Transcribe each record below word for word.

— Start Entries shown —

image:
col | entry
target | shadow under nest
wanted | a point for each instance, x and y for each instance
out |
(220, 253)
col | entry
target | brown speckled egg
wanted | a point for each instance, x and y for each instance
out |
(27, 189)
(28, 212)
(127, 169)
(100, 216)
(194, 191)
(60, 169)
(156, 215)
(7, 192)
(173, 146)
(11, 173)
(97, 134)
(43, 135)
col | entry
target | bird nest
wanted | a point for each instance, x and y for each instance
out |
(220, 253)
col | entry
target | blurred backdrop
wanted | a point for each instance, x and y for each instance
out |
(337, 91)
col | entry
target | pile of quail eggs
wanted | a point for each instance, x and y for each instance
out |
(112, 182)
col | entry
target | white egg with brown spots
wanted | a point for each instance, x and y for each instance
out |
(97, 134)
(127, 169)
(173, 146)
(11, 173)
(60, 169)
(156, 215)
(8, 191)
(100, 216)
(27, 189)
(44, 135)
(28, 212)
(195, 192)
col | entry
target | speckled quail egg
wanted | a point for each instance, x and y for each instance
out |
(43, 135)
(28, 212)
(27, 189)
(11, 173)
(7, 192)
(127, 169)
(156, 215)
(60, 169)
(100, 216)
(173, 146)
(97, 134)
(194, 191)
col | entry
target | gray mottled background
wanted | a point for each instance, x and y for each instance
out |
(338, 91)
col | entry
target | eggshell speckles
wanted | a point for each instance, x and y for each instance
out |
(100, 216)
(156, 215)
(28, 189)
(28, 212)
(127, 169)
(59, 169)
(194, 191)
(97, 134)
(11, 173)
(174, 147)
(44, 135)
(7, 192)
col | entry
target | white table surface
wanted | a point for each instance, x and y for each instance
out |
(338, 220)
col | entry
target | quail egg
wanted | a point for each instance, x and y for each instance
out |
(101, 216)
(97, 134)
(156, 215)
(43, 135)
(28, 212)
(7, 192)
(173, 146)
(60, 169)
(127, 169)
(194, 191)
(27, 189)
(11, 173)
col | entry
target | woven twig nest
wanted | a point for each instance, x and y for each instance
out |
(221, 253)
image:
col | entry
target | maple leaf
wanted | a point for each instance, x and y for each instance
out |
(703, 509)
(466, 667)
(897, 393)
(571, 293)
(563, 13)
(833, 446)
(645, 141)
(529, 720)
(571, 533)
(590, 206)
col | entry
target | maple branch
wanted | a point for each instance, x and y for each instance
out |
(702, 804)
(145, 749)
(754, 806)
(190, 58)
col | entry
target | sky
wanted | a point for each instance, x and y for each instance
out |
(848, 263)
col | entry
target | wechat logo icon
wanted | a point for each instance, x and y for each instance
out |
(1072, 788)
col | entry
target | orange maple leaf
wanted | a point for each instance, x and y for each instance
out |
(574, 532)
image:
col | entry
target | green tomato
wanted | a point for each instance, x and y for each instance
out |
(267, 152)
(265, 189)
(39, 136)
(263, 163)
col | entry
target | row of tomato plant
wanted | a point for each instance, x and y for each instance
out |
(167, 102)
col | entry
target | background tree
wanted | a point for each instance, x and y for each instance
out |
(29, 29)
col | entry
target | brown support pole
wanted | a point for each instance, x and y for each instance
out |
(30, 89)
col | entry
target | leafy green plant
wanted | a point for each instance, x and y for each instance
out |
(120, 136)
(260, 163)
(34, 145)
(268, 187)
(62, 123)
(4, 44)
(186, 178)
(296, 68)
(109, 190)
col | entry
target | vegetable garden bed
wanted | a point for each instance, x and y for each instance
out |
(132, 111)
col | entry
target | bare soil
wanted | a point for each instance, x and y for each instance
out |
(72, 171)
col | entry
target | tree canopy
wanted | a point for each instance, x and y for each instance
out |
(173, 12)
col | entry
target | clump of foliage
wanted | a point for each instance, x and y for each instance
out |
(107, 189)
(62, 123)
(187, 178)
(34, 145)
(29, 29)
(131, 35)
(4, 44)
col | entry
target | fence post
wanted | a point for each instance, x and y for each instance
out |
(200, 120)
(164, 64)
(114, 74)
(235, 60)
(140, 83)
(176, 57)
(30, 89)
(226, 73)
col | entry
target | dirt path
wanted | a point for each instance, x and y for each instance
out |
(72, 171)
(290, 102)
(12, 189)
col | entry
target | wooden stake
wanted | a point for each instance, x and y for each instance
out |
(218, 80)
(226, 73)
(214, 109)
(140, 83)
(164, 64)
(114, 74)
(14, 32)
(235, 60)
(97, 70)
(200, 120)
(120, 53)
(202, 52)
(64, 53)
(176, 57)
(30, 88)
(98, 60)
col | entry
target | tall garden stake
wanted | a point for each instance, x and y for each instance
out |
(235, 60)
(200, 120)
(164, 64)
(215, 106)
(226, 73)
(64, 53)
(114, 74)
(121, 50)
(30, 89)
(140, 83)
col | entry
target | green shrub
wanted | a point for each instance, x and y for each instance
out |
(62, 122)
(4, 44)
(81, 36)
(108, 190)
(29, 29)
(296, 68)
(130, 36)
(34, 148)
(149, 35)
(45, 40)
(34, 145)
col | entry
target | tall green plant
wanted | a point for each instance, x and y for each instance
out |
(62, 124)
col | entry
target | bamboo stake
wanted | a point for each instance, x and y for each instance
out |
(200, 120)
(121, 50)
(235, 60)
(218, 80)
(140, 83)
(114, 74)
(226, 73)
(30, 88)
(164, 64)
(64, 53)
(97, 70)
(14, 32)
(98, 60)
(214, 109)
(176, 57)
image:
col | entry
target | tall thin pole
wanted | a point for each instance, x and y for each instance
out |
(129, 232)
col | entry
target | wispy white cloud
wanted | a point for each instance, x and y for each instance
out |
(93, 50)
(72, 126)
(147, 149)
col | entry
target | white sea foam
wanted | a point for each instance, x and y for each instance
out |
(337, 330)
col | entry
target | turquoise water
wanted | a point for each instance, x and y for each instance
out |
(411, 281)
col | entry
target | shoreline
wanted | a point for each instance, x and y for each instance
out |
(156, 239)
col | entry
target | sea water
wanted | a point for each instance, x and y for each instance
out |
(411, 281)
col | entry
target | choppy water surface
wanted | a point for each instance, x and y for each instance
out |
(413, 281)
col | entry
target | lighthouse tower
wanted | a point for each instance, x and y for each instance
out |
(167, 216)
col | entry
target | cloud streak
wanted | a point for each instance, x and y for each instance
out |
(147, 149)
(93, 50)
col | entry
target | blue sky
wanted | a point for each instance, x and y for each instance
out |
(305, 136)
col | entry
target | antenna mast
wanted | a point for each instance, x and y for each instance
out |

— End Entries shown —

_Task answer_:
image:
col | entry
target | shadow under nest
wanted | a point for each instance, x and y for each instance
out |
(220, 253)
col | entry
target | brown speckled egg
wanted | a point for each instance, x and y for each instance
out |
(27, 189)
(28, 212)
(127, 169)
(100, 216)
(194, 191)
(60, 169)
(156, 215)
(7, 192)
(173, 146)
(11, 173)
(97, 134)
(43, 135)
col | entry
target | bird nest
wanted | a point for each instance, x and y for each instance
out |
(220, 253)
col | entry
target | blurred backdrop
wanted | a point for each instance, x and y for each instance
out |
(337, 91)
col | entry
target | pile of quail eggs
wanted | a point for each instance, x and y for each instance
out |
(112, 182)
col | entry
target | white egg with brown spots
wanted | a point for each instance, x and y for each instance
out |
(97, 134)
(127, 169)
(173, 146)
(11, 173)
(60, 169)
(156, 215)
(8, 191)
(100, 216)
(27, 189)
(44, 135)
(28, 212)
(195, 192)
col | entry
target | speckled quail egg
wanted | a point for each instance, x and y for each instance
out |
(43, 135)
(28, 212)
(27, 189)
(11, 173)
(7, 192)
(127, 169)
(156, 215)
(60, 169)
(100, 216)
(173, 146)
(97, 134)
(194, 191)
col | entry
target | gray mottled background
wanted | a point for each instance, x and y for each instance
out |
(338, 91)
col | entry
target | eggshell speckles
wanted | a point for each instance, x and y for each instance
out |
(100, 216)
(156, 215)
(28, 189)
(28, 212)
(127, 169)
(59, 169)
(194, 191)
(97, 134)
(11, 173)
(174, 147)
(44, 135)
(7, 192)
col | entry
target | white table surface
wanted | a point for each instance, x and y for each instance
out |
(338, 220)
col | entry
target | quail egg
wanted | a point for each instance, x and y for each instance
out |
(101, 216)
(97, 134)
(156, 215)
(43, 135)
(28, 212)
(7, 192)
(173, 146)
(60, 169)
(127, 169)
(194, 191)
(27, 189)
(11, 173)
col | entry
target | woven twig nest
wanted | a point for each instance, x and y for each instance
out |
(221, 253)
image:
col | entry
target | maple leaf
wanted | a point for each instance, x and y for each instance
out |
(703, 509)
(466, 667)
(897, 393)
(571, 293)
(563, 13)
(833, 446)
(645, 141)
(529, 720)
(571, 533)
(590, 206)
col | entry
target | maple branch
wanted | a point for each instance, x and y for each instance
out |
(702, 804)
(145, 749)
(754, 806)
(190, 58)
col | entry
target | sky
wanted | a point for each instance, x and y for each instance
out |
(848, 263)
col | entry
target | wechat logo icon
wanted | a point for each instance, x and y for each instance
out |
(1072, 788)
col | entry
target | orange maple leaf
wanted | a point for each instance, x and y for each instance
out |
(574, 532)
image:
col | entry
target | green tomato
wanted | a point for each instance, x and y for each instance
out |
(267, 152)
(265, 189)
(39, 136)
(263, 163)
col | entry
target | row of tomato plant
wanted | a point for each instance, x and y for each instance
out |
(167, 102)
col | entry
target | background tree
wanted | a point for each instance, x and y for each instance
out |
(29, 29)
col | entry
target | brown support pole
wanted | a point for each instance, x and y for each instance
out |
(30, 89)
col | entry
target | leafy green plant
wanted | a point for each instance, x and y for each instance
out |
(120, 136)
(260, 163)
(34, 145)
(268, 187)
(62, 123)
(4, 44)
(186, 178)
(296, 68)
(109, 190)
col | entry
target | vegetable garden bed
wanted | a point for each instance, x and y for each instance
out |
(132, 111)
col | entry
target | bare soil
wanted | a point for each instance, x and y for each instance
out |
(72, 171)
col | entry
target | tree canopy
wanted | a point for each instance, x and y for each instance
out |
(173, 12)
col | entry
target | clump of foliage
wanted | a point for each instance, x and y for each instance
out |
(107, 189)
(62, 123)
(187, 178)
(34, 145)
(29, 29)
(131, 35)
(4, 44)
col | entry
target | fence post
wanted | a point for each instance, x and y for each instance
out |
(200, 120)
(164, 64)
(114, 74)
(235, 60)
(140, 83)
(176, 57)
(30, 89)
(226, 73)
col | entry
target | dirt path
wanted | a point for each instance, x and y for each instance
out |
(72, 171)
(290, 102)
(12, 189)
col | entry
target | wooden stake
wanted | a point for each instance, x and y for each instance
out |
(218, 80)
(226, 73)
(214, 109)
(140, 83)
(164, 64)
(114, 74)
(14, 32)
(235, 60)
(97, 70)
(200, 120)
(120, 53)
(202, 52)
(64, 53)
(176, 57)
(30, 88)
(98, 60)
col | entry
target | tall garden stake
wanted | a point for each instance, x and y for each instance
out |
(235, 60)
(200, 120)
(164, 64)
(215, 106)
(226, 73)
(64, 53)
(114, 74)
(121, 50)
(30, 89)
(140, 83)
col | entry
target | green shrub
wanted | a point for each instance, x and y for each instance
out |
(62, 122)
(4, 44)
(81, 36)
(108, 190)
(29, 29)
(296, 68)
(130, 36)
(34, 148)
(149, 35)
(45, 40)
(34, 145)
col | entry
target | tall green plant
wanted | a point for each instance, x and y for each instance
out |
(62, 124)
col | entry
target | bamboo stake
wanted | a point for each instance, x and y for each instance
out |
(200, 120)
(121, 50)
(235, 60)
(218, 80)
(140, 83)
(114, 74)
(226, 73)
(30, 88)
(164, 64)
(64, 53)
(97, 70)
(14, 32)
(98, 60)
(214, 109)
(176, 57)
image:
col | entry
target | tall thin pole
wanted | a point for each instance, x and y for each instance
out |
(129, 232)
col | entry
target | wispy white cloud
wanted | a point for each instance, x and y for each instance
out |
(93, 50)
(72, 126)
(147, 149)
col | entry
target | white sea foam
wanted | a point for each instance, x and y for each instance
out |
(337, 330)
col | entry
target | turquoise water
wanted | a point for each instance, x and y for each instance
out |
(411, 281)
col | entry
target | shoreline
wanted | a point for each instance, x and y for each instance
out |
(156, 239)
col | entry
target | sea water
wanted | a point for each instance, x and y for each instance
out |
(411, 281)
col | entry
target | choppy water surface
wanted | a point for each instance, x and y for each instance
out |
(413, 281)
col | entry
target | lighthouse tower
wanted | a point for each instance, x and y for each instance
out |
(167, 216)
col | entry
target | cloud streak
wanted | a point for each instance, x and y for each instance
out |
(147, 149)
(93, 50)
col | entry
target | blue sky
wanted | a point for each instance, x and y for each instance
out |
(305, 136)
col | entry
target | antenna mast
wanted | a point for each instance, x and y for each instance
out |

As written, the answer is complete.